◆ What the exercise asks ◆
Copy every one of the following records word for word, keeping each line as it is.

◆ Input rows ◆
— start —

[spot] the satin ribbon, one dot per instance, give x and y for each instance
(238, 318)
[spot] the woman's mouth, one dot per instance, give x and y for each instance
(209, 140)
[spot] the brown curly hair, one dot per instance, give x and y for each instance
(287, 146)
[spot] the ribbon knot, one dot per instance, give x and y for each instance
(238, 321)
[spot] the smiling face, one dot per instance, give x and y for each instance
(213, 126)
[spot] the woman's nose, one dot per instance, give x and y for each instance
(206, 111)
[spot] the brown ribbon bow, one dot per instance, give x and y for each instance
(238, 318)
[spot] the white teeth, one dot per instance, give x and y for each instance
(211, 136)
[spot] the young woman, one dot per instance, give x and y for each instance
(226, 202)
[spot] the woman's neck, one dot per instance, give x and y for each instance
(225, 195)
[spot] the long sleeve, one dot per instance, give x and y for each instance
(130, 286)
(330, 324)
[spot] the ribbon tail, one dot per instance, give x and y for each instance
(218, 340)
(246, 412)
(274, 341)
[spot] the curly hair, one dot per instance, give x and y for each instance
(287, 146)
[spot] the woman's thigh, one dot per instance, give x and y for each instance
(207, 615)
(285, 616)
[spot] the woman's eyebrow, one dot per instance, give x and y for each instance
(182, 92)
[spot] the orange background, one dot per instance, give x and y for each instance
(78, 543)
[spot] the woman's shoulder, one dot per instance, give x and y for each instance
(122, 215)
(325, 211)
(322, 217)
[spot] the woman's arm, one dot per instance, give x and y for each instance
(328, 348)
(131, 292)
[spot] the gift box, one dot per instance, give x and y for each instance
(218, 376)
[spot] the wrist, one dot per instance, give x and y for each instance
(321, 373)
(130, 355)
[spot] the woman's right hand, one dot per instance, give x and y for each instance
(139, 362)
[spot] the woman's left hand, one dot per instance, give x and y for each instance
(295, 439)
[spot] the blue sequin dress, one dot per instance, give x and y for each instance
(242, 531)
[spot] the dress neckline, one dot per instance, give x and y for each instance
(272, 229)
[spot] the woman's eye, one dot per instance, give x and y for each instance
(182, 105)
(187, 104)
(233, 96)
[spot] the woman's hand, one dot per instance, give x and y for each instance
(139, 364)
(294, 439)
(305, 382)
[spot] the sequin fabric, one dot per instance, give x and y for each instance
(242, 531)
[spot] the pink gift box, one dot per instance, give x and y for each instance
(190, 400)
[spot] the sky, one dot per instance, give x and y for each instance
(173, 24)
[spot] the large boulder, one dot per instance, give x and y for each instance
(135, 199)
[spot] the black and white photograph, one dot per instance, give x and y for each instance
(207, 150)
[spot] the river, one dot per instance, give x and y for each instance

— end —

◆ Response to this exercise ◆
[spot] the satin ribbon, one dot per instance, give x and y for each instance
(238, 318)
[spot] the woman's mouth, one dot per instance, give x and y for each instance
(209, 140)
[spot] the brown curly hair, one dot per instance, give x and y for each instance
(287, 146)
[spot] the ribbon knot, one dot per instance, give x and y for each instance
(238, 321)
[spot] the smiling face, one dot per instance, give x and y for each instance
(213, 126)
[spot] the woman's nose, one dot per instance, give x and y for each instance
(206, 111)
[spot] the brown ribbon bow, one dot per instance, give x and y for each instance
(238, 318)
[spot] the white teeth, one dot per instance, give x and y for each instance
(211, 136)
[spot] the young woman, one dot per instance, give x and y for each instance
(226, 202)
[spot] the woman's neck, one dot per instance, give x and y for each instance
(225, 195)
[spot] the long sleeve, one dot per instance, give x and y for each instance
(130, 286)
(330, 324)
[spot] the ribbon tail, one dot per instance, give x and y for each instance
(218, 340)
(246, 412)
(274, 341)
[spot] the curly hair, one dot per instance, give x and y for each instance
(287, 146)
[spot] the woman's thigh, one dot per instance, give x and y for each instance
(207, 615)
(285, 616)
[spot] the woman's eyebrow, one dot per instance, give x and y for each instance
(182, 92)
[spot] the orange background, one dot per instance, give x and y for each instance
(78, 543)
[spot] the woman's shoulder, one dot per instance, give x and y for each instance
(122, 215)
(325, 211)
(322, 217)
[spot] the woman's arm, one dot per instance, give x and y for each instance
(328, 348)
(131, 292)
[spot] the gift box, one dot per instance, give x and y for each instance
(218, 376)
[spot] the wrist, one dot per instance, give x and y for each instance
(321, 373)
(130, 355)
[spot] the woman's right hand, one dot per instance, give x and y for each instance
(139, 362)
[spot] the woman's left hand, one dot per instance, give x and y for each instance
(295, 439)
[spot] the blue sequin dress, one dot per instance, give x and y for each instance
(242, 531)
[spot] the dress neckline, one dot per instance, give x and y for each instance
(272, 229)
[spot] the woman's eye, one dot per instance, give x and y for each instance
(182, 105)
(187, 104)
(233, 96)
[spot] the woman's hand, one dot per instance, give x and y for each instance
(139, 364)
(294, 439)
(305, 382)
[spot] the sequin fabric, one dot per instance, give x and y for each instance
(242, 531)
[spot] the pink gift box, one dot per instance, give x and y for each instance
(190, 400)
[spot] the sky, one dot per instance, give x and y for each instance
(173, 24)
[spot] the large boulder, one dot per instance, give x and y for each instance
(135, 199)
[spot] the black and white photograph, one dot per instance, give x and y for each instance
(207, 150)
[spot] the river, one dot per instance, give x and y for each instance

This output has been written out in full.